(RECORDS PROVIDED Opens)

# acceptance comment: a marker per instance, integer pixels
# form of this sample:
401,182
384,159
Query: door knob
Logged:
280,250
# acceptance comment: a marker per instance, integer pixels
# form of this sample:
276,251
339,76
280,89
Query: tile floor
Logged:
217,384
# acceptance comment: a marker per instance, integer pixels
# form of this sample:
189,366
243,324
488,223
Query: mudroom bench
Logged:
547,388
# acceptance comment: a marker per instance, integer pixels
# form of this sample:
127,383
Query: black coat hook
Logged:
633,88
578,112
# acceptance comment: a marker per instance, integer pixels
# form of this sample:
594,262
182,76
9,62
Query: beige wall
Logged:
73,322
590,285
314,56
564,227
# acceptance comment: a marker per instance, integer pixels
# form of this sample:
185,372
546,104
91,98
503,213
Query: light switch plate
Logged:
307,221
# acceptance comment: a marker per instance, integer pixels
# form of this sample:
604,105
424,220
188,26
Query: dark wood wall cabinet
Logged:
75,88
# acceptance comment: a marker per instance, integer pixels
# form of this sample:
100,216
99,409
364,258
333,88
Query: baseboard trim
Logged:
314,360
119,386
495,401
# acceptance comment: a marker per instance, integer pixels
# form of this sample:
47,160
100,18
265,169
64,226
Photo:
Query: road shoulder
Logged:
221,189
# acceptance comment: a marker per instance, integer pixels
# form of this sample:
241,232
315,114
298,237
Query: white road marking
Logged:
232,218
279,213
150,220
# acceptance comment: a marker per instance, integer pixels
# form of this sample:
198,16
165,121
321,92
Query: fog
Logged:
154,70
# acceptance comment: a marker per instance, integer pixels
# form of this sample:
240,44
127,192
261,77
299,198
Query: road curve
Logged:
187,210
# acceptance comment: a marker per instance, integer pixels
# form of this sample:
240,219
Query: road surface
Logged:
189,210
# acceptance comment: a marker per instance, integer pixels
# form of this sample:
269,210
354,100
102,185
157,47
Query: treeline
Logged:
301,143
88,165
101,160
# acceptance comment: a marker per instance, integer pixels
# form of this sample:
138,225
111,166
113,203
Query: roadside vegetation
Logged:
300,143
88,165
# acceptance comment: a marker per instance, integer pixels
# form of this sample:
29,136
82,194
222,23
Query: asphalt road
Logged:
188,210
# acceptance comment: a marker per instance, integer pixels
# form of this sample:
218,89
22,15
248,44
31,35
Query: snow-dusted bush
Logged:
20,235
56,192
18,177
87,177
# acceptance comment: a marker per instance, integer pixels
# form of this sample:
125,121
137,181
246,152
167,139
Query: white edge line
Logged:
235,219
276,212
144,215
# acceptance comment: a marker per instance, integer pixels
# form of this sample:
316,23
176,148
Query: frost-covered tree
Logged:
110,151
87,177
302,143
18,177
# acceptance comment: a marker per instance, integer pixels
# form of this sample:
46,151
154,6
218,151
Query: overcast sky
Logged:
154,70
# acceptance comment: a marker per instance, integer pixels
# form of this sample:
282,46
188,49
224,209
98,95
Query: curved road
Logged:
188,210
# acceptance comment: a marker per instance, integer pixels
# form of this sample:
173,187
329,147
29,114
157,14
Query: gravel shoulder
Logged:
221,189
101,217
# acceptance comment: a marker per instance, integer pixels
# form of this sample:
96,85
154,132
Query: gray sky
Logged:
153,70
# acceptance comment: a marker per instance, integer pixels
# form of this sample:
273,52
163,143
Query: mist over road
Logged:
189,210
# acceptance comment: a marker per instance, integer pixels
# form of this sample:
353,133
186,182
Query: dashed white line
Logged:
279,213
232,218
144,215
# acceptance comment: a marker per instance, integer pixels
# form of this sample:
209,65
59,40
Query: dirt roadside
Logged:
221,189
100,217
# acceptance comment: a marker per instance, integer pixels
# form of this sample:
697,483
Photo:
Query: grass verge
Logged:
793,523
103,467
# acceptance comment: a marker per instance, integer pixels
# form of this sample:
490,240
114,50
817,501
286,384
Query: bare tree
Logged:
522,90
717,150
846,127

(RECORDS PROVIDED Closes)

> _ACTIVITY_
All lines above in which the word "white" occurs should be identified and copied.

> _ANSWER SPACE_
Query: white road marking
Query: white edge line
Query: dashed white line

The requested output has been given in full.